- Task to complete
In the records below, begin at the line that has "Which spot sits on each instance of the shadow" and stop after the line that has "x=135 y=168"; quote those lines verbatim and nothing more.
——
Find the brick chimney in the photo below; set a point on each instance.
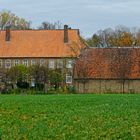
(66, 36)
(7, 36)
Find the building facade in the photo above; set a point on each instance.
(51, 48)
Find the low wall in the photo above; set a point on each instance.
(108, 86)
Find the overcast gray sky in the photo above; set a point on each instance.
(87, 15)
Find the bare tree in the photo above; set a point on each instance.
(50, 26)
(120, 65)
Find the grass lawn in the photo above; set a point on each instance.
(70, 117)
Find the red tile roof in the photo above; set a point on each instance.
(39, 43)
(109, 63)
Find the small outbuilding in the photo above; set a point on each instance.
(108, 70)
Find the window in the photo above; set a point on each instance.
(68, 79)
(8, 63)
(33, 62)
(16, 62)
(32, 82)
(59, 63)
(42, 62)
(51, 64)
(69, 64)
(25, 62)
(0, 63)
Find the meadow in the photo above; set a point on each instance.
(70, 117)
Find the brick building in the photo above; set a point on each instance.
(53, 48)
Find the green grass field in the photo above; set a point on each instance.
(70, 117)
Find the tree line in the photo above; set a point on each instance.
(121, 36)
(7, 18)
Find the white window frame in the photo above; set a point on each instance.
(68, 79)
(16, 62)
(33, 62)
(42, 62)
(6, 62)
(59, 63)
(1, 63)
(69, 64)
(25, 62)
(51, 63)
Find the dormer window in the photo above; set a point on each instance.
(8, 63)
(25, 62)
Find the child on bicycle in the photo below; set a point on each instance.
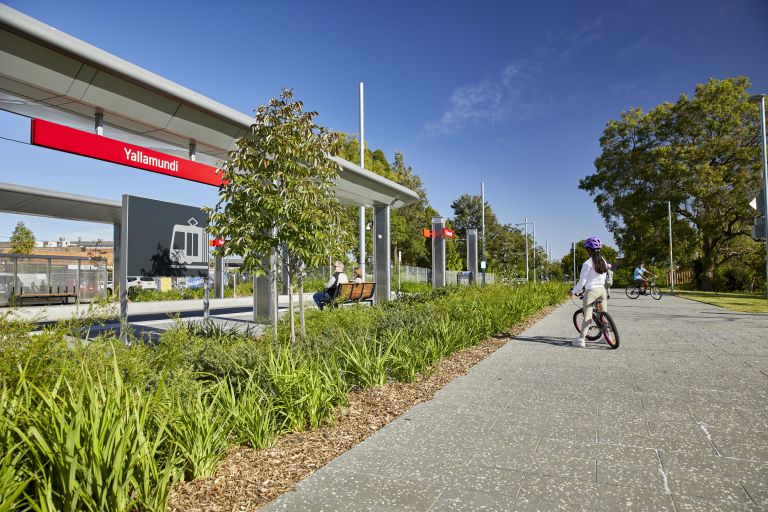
(592, 281)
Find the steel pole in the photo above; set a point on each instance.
(482, 216)
(361, 225)
(671, 261)
(765, 186)
(573, 246)
(525, 228)
(534, 252)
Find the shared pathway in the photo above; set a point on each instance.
(675, 419)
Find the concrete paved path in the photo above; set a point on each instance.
(675, 419)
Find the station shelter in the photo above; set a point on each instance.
(83, 100)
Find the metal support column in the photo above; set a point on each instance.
(261, 298)
(218, 277)
(472, 255)
(122, 276)
(381, 253)
(438, 253)
(284, 270)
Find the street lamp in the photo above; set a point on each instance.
(754, 99)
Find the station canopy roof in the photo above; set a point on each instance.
(47, 74)
(48, 203)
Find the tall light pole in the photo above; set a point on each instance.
(671, 261)
(761, 99)
(534, 252)
(525, 234)
(483, 264)
(361, 226)
(573, 246)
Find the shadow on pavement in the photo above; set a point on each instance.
(561, 342)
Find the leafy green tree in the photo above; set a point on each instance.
(22, 239)
(702, 154)
(278, 190)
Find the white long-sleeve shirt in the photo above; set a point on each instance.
(589, 278)
(342, 280)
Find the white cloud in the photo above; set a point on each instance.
(519, 90)
(489, 102)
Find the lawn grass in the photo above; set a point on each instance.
(744, 302)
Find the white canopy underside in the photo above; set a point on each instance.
(47, 74)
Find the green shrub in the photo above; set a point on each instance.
(103, 426)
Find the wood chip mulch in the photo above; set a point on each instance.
(247, 479)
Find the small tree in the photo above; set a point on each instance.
(22, 239)
(278, 190)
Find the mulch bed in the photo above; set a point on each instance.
(247, 479)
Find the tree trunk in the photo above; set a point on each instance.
(302, 324)
(290, 308)
(707, 276)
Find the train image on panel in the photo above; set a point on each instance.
(189, 246)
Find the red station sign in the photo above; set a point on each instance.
(71, 140)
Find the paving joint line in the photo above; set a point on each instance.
(436, 499)
(663, 474)
(747, 492)
(709, 436)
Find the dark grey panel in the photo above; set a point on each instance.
(166, 239)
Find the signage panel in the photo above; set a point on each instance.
(165, 239)
(71, 140)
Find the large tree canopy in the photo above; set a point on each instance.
(22, 239)
(699, 153)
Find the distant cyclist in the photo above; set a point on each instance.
(641, 276)
(592, 281)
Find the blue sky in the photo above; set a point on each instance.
(515, 94)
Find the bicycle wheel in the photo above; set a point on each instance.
(593, 331)
(633, 292)
(609, 330)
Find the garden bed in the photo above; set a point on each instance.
(247, 479)
(153, 418)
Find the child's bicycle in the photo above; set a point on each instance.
(602, 324)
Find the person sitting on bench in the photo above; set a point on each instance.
(338, 277)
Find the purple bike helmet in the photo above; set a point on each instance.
(593, 243)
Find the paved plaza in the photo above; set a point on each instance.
(675, 419)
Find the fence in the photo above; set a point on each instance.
(85, 278)
(410, 274)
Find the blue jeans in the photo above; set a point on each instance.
(321, 299)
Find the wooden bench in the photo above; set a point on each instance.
(354, 292)
(63, 297)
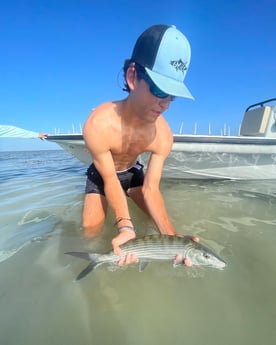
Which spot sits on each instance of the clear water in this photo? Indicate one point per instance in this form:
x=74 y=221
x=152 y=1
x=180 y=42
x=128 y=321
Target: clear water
x=41 y=303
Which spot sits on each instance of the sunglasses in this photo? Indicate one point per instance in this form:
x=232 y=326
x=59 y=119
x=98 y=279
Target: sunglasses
x=155 y=91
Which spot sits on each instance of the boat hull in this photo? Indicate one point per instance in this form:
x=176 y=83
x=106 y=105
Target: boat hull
x=202 y=157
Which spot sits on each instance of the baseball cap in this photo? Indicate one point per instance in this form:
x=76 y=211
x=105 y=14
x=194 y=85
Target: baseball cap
x=165 y=54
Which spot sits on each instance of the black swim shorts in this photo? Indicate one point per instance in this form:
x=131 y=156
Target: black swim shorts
x=132 y=177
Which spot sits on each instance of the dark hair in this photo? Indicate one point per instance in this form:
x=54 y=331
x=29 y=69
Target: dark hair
x=139 y=69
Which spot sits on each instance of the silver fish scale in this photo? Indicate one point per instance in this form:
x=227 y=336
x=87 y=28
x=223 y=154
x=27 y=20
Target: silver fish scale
x=159 y=247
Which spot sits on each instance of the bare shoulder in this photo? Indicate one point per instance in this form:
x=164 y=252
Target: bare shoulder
x=99 y=116
x=164 y=136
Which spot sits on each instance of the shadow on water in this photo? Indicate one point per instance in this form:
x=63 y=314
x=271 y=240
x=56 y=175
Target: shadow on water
x=40 y=298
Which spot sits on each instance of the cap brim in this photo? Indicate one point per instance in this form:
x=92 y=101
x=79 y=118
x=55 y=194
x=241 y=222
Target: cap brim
x=168 y=85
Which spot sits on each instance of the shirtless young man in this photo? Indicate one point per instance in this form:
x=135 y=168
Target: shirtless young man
x=116 y=133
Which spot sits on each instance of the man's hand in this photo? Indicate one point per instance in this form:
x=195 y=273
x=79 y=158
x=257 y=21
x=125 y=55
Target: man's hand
x=123 y=237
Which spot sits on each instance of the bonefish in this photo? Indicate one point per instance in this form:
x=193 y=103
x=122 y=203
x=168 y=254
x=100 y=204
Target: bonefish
x=155 y=247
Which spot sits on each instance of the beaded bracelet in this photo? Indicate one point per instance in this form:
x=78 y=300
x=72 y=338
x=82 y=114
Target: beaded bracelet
x=118 y=220
x=126 y=227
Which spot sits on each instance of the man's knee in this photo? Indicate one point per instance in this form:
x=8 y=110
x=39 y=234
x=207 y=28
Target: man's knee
x=91 y=229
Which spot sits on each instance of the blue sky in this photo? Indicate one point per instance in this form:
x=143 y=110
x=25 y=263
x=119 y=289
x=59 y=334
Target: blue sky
x=61 y=58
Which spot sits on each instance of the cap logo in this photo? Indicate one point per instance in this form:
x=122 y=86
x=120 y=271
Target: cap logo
x=179 y=65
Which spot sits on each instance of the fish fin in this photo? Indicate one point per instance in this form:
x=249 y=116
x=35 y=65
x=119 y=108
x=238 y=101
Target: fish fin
x=87 y=270
x=143 y=265
x=81 y=255
x=178 y=261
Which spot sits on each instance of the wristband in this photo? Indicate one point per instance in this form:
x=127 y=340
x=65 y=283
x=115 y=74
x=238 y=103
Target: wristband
x=126 y=227
x=118 y=220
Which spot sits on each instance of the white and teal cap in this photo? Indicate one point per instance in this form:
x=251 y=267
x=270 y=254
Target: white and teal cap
x=165 y=54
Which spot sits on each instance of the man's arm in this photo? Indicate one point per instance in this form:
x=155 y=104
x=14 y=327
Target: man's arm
x=97 y=139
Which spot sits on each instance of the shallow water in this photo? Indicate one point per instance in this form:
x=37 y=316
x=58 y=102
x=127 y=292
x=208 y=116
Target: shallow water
x=41 y=303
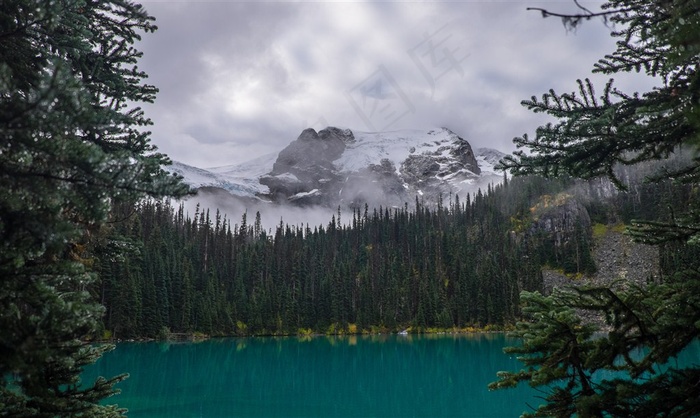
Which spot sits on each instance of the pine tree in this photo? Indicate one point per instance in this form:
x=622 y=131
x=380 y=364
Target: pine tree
x=648 y=326
x=70 y=147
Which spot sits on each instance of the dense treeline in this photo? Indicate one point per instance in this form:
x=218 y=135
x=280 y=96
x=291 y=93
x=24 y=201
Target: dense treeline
x=456 y=264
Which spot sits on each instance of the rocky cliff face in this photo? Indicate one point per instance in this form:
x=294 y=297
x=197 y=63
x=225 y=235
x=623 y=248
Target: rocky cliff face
x=336 y=167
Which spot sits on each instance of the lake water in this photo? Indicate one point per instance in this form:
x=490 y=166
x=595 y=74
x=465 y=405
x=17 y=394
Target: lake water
x=348 y=376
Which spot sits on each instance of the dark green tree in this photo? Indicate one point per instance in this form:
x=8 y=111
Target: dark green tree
x=626 y=370
x=71 y=145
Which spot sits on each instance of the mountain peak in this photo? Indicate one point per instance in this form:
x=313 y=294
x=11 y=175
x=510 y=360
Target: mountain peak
x=340 y=167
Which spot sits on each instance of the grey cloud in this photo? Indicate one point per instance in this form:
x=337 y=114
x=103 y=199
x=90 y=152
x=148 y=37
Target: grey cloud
x=245 y=78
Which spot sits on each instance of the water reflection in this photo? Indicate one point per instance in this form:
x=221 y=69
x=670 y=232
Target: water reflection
x=338 y=376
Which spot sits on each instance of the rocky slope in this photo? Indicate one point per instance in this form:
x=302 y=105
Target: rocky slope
x=339 y=167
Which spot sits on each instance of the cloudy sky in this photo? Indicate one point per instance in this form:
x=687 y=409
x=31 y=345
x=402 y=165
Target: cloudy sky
x=239 y=79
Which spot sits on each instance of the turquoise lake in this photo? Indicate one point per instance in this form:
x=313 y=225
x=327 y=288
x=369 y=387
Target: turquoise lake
x=348 y=376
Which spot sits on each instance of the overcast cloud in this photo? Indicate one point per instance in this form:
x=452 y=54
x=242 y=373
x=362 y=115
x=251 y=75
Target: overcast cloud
x=241 y=79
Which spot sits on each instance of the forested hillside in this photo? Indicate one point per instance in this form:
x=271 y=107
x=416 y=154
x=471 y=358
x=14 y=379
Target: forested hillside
x=455 y=264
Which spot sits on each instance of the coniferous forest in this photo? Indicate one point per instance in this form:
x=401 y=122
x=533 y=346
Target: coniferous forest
x=456 y=264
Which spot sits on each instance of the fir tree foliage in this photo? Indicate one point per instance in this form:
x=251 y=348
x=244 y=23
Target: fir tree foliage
x=626 y=368
x=71 y=146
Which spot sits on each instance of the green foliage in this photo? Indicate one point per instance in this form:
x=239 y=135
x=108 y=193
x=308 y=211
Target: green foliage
x=457 y=266
x=70 y=147
x=628 y=369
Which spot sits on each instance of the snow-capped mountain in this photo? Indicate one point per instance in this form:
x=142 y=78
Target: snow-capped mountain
x=339 y=167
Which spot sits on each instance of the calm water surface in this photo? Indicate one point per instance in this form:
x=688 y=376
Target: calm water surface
x=351 y=376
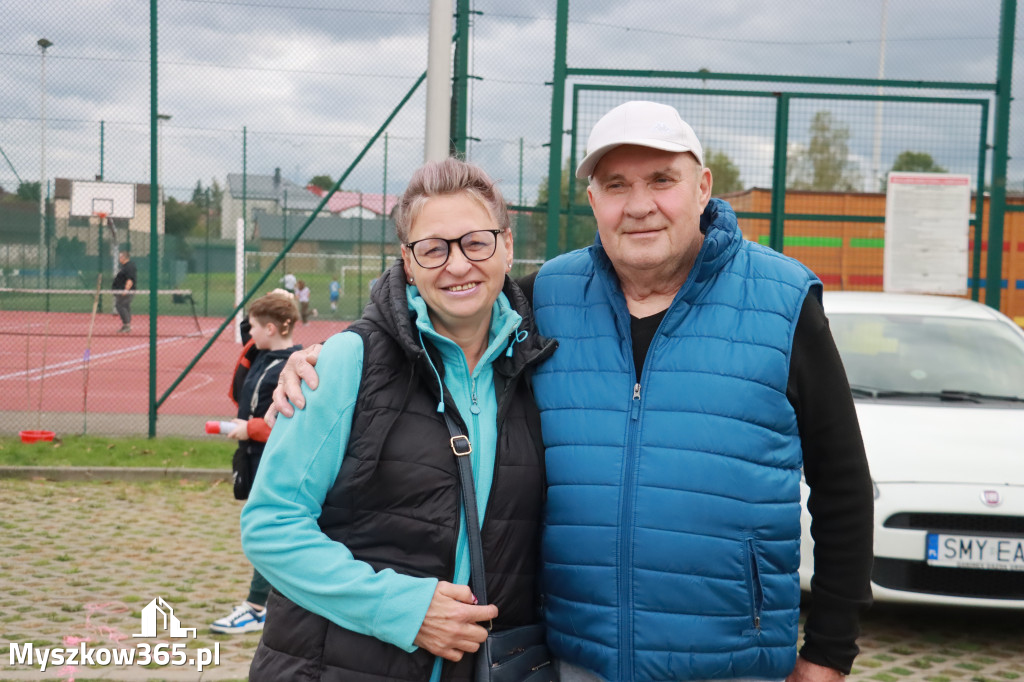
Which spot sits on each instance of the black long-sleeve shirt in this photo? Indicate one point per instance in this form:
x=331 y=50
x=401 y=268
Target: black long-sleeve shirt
x=836 y=470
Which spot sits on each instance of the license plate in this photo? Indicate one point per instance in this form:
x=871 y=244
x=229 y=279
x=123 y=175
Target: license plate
x=975 y=552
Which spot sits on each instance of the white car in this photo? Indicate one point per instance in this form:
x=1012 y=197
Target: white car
x=938 y=384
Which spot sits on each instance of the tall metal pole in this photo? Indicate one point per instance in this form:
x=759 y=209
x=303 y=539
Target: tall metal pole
x=154 y=214
x=245 y=174
x=206 y=289
x=997 y=206
x=43 y=44
x=100 y=156
x=776 y=230
x=383 y=214
x=284 y=223
x=460 y=85
x=438 y=81
x=557 y=116
x=161 y=119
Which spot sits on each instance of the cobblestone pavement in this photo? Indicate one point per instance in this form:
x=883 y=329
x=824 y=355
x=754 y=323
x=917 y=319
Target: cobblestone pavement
x=79 y=562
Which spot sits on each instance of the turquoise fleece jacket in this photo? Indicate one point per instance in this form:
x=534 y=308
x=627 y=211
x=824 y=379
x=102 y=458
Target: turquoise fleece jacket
x=301 y=462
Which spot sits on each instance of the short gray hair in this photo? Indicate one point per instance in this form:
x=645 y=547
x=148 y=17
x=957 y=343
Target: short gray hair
x=440 y=178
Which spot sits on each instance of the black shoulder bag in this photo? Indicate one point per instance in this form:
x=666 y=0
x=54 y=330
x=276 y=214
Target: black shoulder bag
x=517 y=654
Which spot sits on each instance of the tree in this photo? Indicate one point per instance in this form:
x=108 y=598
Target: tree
x=323 y=181
x=584 y=225
x=913 y=162
x=916 y=162
x=724 y=173
x=824 y=164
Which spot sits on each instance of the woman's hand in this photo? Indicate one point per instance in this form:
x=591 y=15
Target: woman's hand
x=450 y=628
x=299 y=368
x=241 y=431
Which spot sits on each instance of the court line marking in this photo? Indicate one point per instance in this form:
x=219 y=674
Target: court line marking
x=79 y=364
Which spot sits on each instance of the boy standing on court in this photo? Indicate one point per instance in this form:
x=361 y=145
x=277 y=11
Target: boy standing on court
x=125 y=281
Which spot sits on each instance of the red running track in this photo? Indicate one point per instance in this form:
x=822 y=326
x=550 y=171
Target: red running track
x=44 y=365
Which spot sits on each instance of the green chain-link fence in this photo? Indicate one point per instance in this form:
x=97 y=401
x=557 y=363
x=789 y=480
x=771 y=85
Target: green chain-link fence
x=265 y=105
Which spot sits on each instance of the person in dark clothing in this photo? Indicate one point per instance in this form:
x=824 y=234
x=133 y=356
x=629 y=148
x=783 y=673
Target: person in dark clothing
x=271 y=321
x=126 y=280
x=356 y=515
x=695 y=382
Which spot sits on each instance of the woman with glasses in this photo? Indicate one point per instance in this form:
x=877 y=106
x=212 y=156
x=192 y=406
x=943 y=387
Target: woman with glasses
x=355 y=516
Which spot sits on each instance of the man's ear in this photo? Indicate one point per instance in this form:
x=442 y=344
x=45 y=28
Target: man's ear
x=706 y=182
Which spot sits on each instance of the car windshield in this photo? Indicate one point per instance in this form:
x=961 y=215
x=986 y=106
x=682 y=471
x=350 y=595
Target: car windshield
x=901 y=353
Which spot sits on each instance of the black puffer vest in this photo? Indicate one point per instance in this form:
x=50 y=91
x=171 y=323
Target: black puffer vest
x=396 y=501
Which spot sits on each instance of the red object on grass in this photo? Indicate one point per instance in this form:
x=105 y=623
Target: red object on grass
x=36 y=436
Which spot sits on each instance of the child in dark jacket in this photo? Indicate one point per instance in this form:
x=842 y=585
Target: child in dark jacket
x=271 y=320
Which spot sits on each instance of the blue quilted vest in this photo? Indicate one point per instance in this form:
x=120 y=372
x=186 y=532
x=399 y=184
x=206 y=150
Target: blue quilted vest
x=672 y=535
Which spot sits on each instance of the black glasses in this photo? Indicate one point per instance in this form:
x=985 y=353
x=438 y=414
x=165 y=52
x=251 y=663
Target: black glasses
x=433 y=252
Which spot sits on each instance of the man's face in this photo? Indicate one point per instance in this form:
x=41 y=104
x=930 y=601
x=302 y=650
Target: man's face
x=647 y=204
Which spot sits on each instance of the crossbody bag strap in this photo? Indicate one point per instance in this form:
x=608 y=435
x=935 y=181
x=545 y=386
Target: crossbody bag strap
x=462 y=448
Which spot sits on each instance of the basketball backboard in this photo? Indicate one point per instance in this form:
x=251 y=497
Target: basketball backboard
x=113 y=200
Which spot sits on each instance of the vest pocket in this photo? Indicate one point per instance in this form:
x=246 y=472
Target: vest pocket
x=754 y=589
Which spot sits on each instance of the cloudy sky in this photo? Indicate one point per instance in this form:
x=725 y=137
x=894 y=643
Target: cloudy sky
x=311 y=80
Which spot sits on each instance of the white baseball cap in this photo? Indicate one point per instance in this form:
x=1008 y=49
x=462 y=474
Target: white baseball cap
x=641 y=123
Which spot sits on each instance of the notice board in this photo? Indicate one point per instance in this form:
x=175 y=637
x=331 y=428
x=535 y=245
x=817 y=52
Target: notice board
x=927 y=232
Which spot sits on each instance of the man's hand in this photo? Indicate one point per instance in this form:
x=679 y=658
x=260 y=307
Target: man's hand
x=241 y=431
x=805 y=671
x=299 y=368
x=450 y=628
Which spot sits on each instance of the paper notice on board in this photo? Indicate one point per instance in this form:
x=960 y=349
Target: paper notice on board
x=927 y=232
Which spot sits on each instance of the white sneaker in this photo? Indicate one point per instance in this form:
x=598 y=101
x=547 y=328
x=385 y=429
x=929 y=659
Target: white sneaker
x=243 y=619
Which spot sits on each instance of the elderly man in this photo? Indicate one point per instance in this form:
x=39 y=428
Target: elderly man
x=695 y=381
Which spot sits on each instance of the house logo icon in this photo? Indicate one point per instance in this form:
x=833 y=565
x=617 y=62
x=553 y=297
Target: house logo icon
x=158 y=614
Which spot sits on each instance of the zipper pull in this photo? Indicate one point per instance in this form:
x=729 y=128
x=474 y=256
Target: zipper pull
x=475 y=408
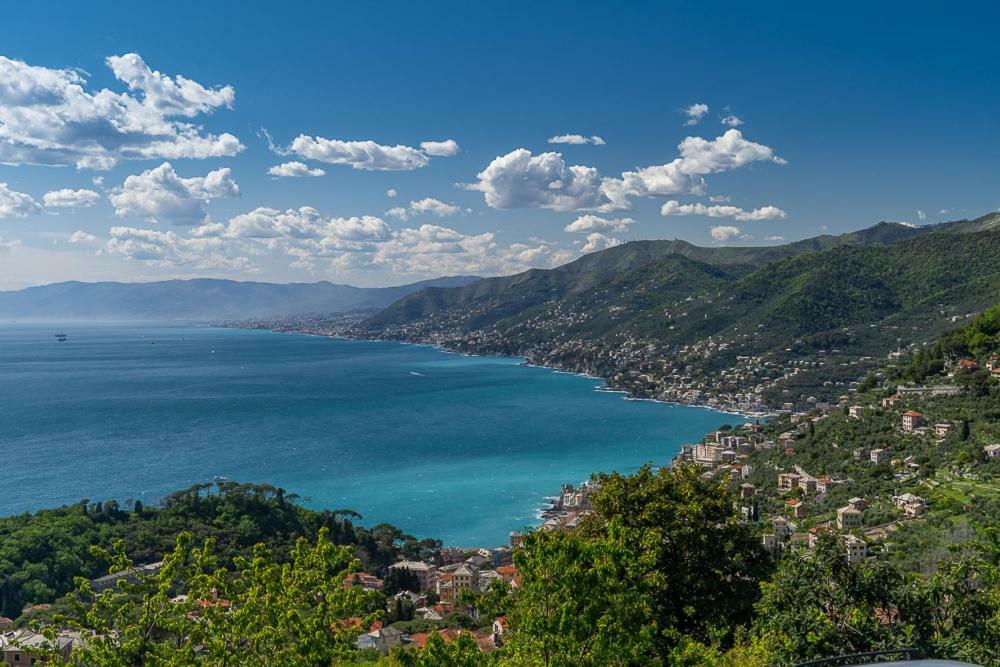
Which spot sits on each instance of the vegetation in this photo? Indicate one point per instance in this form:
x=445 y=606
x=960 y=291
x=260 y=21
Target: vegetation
x=42 y=553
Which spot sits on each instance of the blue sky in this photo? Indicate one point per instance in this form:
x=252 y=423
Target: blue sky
x=837 y=120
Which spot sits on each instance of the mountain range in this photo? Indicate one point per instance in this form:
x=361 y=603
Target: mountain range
x=201 y=299
x=672 y=320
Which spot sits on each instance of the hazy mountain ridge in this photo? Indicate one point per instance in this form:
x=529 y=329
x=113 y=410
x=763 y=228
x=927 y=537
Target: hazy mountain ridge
x=201 y=299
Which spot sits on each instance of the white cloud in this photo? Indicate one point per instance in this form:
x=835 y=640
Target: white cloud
x=67 y=198
x=7 y=244
x=15 y=204
x=294 y=169
x=47 y=116
x=425 y=205
x=598 y=241
x=593 y=223
x=168 y=249
x=695 y=113
x=673 y=207
x=369 y=155
x=82 y=238
x=445 y=148
x=522 y=180
x=722 y=233
x=160 y=194
x=576 y=139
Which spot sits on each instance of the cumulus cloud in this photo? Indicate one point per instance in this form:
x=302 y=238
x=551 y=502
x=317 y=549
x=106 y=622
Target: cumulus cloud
x=7 y=244
x=82 y=238
x=522 y=180
x=161 y=195
x=15 y=204
x=294 y=169
x=445 y=148
x=673 y=207
x=576 y=139
x=369 y=155
x=722 y=233
x=695 y=113
x=593 y=223
x=67 y=198
x=169 y=249
x=48 y=117
x=598 y=241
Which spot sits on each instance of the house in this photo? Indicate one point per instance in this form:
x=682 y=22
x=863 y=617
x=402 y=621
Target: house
x=20 y=646
x=857 y=549
x=879 y=456
x=912 y=420
x=782 y=529
x=857 y=503
x=788 y=481
x=815 y=533
x=910 y=504
x=891 y=401
x=942 y=429
x=796 y=507
x=967 y=365
x=425 y=572
x=382 y=639
x=363 y=579
x=848 y=518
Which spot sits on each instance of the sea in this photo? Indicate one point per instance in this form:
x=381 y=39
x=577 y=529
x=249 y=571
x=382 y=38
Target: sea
x=460 y=448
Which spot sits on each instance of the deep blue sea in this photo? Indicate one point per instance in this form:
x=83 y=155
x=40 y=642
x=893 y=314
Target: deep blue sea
x=460 y=448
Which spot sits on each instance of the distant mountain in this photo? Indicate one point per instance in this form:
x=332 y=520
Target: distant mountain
x=201 y=300
x=512 y=294
x=680 y=322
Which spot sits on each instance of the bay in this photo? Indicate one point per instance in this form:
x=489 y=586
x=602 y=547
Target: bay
x=459 y=448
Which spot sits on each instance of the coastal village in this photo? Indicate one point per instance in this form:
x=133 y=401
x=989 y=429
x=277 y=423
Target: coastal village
x=798 y=476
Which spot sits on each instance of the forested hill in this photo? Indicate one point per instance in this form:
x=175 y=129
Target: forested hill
x=728 y=324
x=201 y=299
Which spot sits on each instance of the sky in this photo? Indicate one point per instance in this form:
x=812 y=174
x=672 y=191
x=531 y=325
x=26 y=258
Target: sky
x=378 y=143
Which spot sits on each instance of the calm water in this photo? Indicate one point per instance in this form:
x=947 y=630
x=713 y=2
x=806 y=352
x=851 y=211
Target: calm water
x=460 y=448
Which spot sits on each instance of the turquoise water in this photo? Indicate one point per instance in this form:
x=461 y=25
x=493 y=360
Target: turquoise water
x=459 y=448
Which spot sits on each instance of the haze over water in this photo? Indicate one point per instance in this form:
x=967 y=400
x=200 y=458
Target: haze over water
x=459 y=448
——
- Solution for this task
Which spot sits on each instance of the shadow on water in this photo? Indicate one point per instance in this form:
x=63 y=314
x=271 y=240
x=56 y=175
Target: shadow on water
x=40 y=298
Which spot sits on each instance of the cap brim in this photo? Indicate one point per instance in this form:
x=92 y=101
x=79 y=118
x=55 y=194
x=241 y=222
Target: cap brim
x=168 y=85
Which spot sits on each instance of the shirtless young man in this photo? Indicate one point per instance in this form:
x=135 y=168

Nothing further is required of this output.